**Task prompt:**
Each line from the one with "Mark the innermost point of each instance of the desert" through the end of the records below should be transcribed exactly, and each picture should be skipped.

Referring expression data:
==========

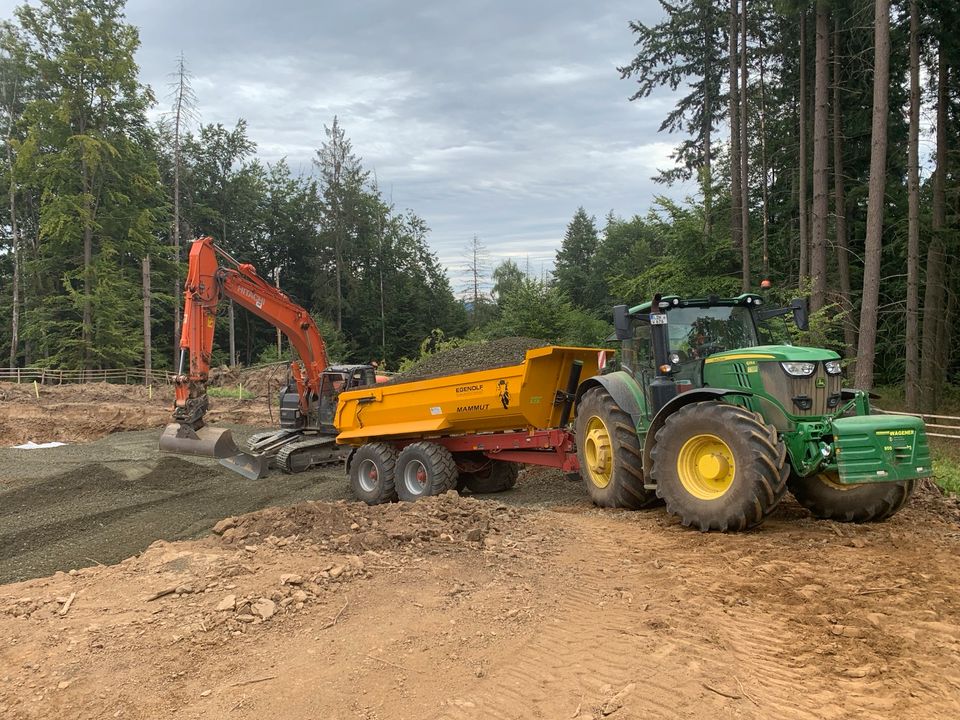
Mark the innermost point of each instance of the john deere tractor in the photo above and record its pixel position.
(714, 414)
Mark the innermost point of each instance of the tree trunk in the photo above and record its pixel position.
(176, 228)
(744, 154)
(764, 171)
(912, 336)
(15, 251)
(802, 274)
(878, 176)
(707, 129)
(818, 249)
(87, 327)
(934, 298)
(736, 200)
(147, 334)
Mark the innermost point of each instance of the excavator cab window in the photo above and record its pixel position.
(331, 385)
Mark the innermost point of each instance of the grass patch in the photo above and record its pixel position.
(946, 466)
(232, 393)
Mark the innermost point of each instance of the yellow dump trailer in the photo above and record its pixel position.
(466, 430)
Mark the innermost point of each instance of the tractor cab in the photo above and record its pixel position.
(334, 380)
(694, 330)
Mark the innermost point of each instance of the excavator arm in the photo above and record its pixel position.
(207, 283)
(212, 275)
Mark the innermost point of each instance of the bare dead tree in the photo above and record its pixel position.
(877, 187)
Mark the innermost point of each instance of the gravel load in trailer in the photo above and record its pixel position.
(470, 358)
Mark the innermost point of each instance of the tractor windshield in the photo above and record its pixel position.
(696, 332)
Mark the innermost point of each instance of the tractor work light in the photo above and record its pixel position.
(798, 369)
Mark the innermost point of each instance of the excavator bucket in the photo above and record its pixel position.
(215, 443)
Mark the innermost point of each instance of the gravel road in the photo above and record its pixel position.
(101, 502)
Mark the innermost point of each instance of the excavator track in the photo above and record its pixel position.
(311, 452)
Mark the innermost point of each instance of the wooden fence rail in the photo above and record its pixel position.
(945, 426)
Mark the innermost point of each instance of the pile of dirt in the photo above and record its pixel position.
(85, 392)
(445, 518)
(471, 358)
(261, 382)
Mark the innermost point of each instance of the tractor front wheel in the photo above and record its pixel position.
(719, 467)
(372, 473)
(824, 496)
(611, 460)
(497, 476)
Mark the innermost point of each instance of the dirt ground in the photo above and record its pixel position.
(525, 604)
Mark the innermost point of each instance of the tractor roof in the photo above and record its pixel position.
(671, 301)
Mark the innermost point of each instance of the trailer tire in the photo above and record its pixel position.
(372, 470)
(424, 469)
(719, 466)
(824, 496)
(499, 477)
(611, 460)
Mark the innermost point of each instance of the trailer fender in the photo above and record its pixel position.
(685, 398)
(623, 389)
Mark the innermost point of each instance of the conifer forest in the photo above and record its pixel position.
(818, 141)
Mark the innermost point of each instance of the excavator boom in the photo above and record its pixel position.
(213, 274)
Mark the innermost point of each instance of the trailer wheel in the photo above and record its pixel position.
(611, 461)
(424, 469)
(824, 496)
(372, 471)
(719, 467)
(498, 477)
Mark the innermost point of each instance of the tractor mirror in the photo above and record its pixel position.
(800, 315)
(621, 322)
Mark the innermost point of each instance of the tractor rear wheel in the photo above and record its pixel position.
(425, 469)
(719, 467)
(824, 496)
(611, 461)
(372, 472)
(498, 477)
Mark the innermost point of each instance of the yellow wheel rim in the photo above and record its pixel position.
(598, 452)
(706, 467)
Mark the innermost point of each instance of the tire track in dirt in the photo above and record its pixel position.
(594, 647)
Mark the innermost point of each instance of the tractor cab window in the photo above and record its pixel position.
(638, 354)
(331, 385)
(696, 333)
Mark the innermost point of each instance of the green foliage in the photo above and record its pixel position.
(231, 392)
(679, 260)
(541, 310)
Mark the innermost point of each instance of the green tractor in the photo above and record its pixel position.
(711, 415)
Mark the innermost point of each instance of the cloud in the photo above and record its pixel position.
(485, 117)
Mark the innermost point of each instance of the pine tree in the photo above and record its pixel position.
(572, 269)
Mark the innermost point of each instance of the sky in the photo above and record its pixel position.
(487, 118)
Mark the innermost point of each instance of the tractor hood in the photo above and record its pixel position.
(781, 353)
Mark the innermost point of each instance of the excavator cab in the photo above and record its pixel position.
(308, 402)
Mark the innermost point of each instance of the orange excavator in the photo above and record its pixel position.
(307, 402)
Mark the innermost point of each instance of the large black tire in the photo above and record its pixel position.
(497, 477)
(611, 460)
(719, 467)
(424, 469)
(373, 471)
(823, 495)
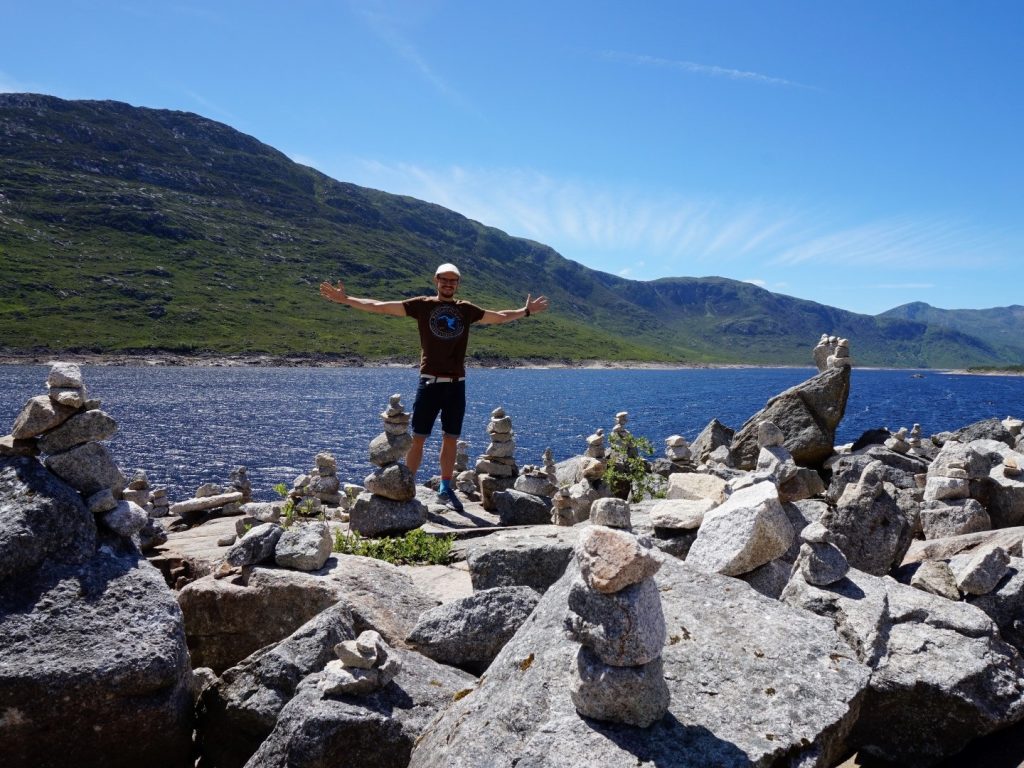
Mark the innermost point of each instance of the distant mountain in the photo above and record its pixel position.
(133, 229)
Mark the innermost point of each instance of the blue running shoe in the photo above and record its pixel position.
(446, 497)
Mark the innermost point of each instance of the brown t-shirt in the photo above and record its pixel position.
(443, 333)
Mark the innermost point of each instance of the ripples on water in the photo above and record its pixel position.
(186, 426)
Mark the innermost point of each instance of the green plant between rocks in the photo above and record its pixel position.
(416, 548)
(627, 467)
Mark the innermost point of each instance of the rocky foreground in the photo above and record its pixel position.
(782, 602)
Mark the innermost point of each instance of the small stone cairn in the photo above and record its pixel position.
(364, 666)
(389, 504)
(832, 351)
(539, 480)
(615, 615)
(497, 470)
(320, 487)
(677, 451)
(68, 427)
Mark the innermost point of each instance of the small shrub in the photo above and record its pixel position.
(628, 467)
(414, 548)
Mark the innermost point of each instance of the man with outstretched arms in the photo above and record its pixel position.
(443, 323)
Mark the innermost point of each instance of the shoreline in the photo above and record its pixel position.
(271, 360)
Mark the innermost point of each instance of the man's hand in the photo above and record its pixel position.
(334, 293)
(537, 305)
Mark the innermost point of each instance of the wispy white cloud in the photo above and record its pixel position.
(650, 233)
(705, 70)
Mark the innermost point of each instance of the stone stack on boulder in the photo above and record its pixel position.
(320, 487)
(808, 414)
(93, 641)
(389, 505)
(615, 615)
(497, 470)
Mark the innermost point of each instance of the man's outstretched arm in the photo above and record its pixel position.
(492, 317)
(337, 295)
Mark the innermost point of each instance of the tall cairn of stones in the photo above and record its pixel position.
(389, 504)
(615, 615)
(68, 427)
(497, 470)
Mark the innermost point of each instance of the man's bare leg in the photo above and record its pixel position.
(449, 443)
(415, 456)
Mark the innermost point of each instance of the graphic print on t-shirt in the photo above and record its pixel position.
(445, 322)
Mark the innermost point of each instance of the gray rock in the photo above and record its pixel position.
(713, 436)
(936, 578)
(980, 571)
(752, 682)
(868, 525)
(808, 415)
(623, 629)
(394, 481)
(518, 508)
(304, 546)
(748, 530)
(126, 519)
(375, 516)
(821, 563)
(255, 547)
(941, 676)
(240, 710)
(635, 695)
(87, 468)
(42, 517)
(940, 519)
(1005, 604)
(379, 729)
(39, 415)
(611, 512)
(470, 632)
(93, 655)
(387, 449)
(535, 558)
(89, 426)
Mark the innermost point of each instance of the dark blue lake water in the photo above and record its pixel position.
(186, 426)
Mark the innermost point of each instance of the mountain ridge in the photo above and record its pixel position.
(127, 228)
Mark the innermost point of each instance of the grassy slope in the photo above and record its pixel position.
(124, 228)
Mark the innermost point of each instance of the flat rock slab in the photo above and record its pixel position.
(753, 682)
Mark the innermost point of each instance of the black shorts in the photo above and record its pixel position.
(445, 397)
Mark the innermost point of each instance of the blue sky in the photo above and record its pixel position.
(862, 155)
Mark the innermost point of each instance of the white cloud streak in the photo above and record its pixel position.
(704, 70)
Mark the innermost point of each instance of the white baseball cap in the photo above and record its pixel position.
(446, 267)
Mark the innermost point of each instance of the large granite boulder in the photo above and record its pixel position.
(228, 619)
(808, 415)
(94, 669)
(752, 682)
(941, 674)
(240, 710)
(468, 633)
(323, 730)
(40, 517)
(536, 557)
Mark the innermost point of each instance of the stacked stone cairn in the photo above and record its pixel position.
(364, 666)
(832, 351)
(68, 427)
(615, 615)
(677, 451)
(497, 470)
(540, 480)
(389, 505)
(320, 489)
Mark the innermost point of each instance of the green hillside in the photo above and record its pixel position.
(128, 229)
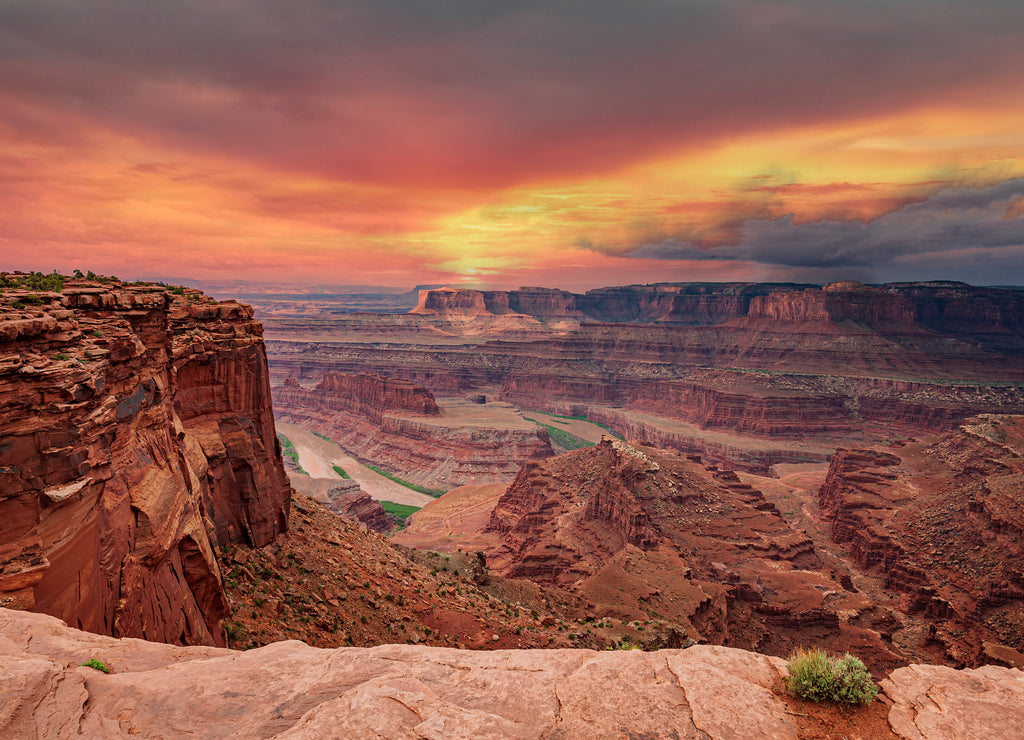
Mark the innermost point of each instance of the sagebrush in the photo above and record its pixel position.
(818, 677)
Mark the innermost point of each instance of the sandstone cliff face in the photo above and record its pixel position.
(943, 521)
(847, 362)
(136, 437)
(398, 426)
(290, 690)
(347, 499)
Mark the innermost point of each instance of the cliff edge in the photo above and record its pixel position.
(290, 690)
(136, 437)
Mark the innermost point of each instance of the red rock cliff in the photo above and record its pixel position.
(375, 395)
(136, 437)
(943, 521)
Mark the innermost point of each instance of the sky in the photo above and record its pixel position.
(568, 143)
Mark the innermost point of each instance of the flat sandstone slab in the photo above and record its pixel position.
(290, 690)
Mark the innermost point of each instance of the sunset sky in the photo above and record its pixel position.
(555, 142)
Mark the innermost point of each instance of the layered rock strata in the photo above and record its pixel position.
(845, 362)
(136, 437)
(648, 533)
(942, 521)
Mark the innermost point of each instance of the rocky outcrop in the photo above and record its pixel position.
(943, 521)
(641, 531)
(838, 303)
(137, 437)
(290, 690)
(347, 499)
(372, 395)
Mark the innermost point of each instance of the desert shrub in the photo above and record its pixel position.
(818, 677)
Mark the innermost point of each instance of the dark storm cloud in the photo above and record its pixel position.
(964, 221)
(479, 93)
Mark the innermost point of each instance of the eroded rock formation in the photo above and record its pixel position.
(290, 690)
(644, 532)
(798, 363)
(398, 426)
(942, 521)
(136, 436)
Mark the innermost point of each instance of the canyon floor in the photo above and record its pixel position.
(318, 456)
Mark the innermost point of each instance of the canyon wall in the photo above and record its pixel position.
(642, 531)
(290, 690)
(399, 427)
(137, 437)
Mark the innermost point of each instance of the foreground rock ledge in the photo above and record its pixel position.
(290, 690)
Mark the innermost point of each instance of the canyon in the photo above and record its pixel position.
(399, 426)
(290, 690)
(838, 466)
(749, 376)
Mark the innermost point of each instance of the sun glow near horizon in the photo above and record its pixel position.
(400, 176)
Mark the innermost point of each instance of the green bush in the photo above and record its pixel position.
(818, 677)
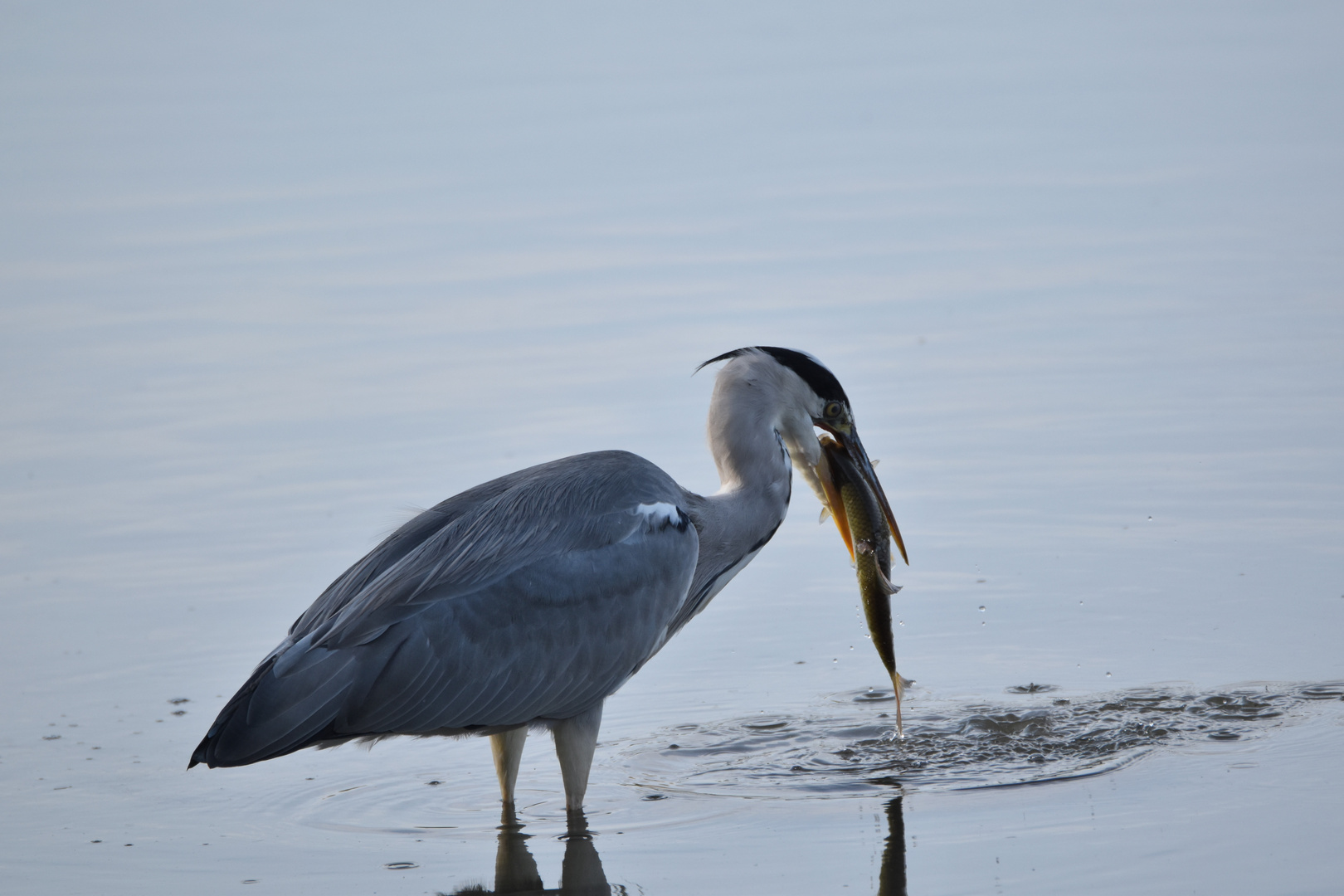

==========

**Answer for this exercise:**
Mark the innermost point of each instance of the desert shrub in the photo above and record its pixel position.
(818, 677)
Mark the innermost point of each instance of the dark storm cloud in the photo above and record its pixel position.
(964, 221)
(479, 93)
Mark the innermost point of each instance of the eroded rock formation in the photo above and record its pixel position.
(290, 690)
(644, 532)
(798, 363)
(398, 426)
(942, 521)
(136, 436)
Mark the innermost point of each instance of the canyon floor in the photo above and record its pixel position.
(318, 456)
Mark the innermost point of each instance of the canyon wall in the photo above and record its pixel position.
(642, 531)
(290, 690)
(399, 427)
(137, 437)
Mark the innermost point of each instance of the foreground rock ledge in the photo above and record its pixel position.
(290, 690)
Mark the innermost point of each instance of the canyon in the photo above and record its pixel position.
(399, 426)
(290, 690)
(838, 466)
(749, 376)
Mark the innermost point of each instance of the sun glow near horizon in the photo above and record its pixel position.
(400, 176)
Mark the innermost point of each instance of the green bush in the photo above and record its pixel position.
(818, 677)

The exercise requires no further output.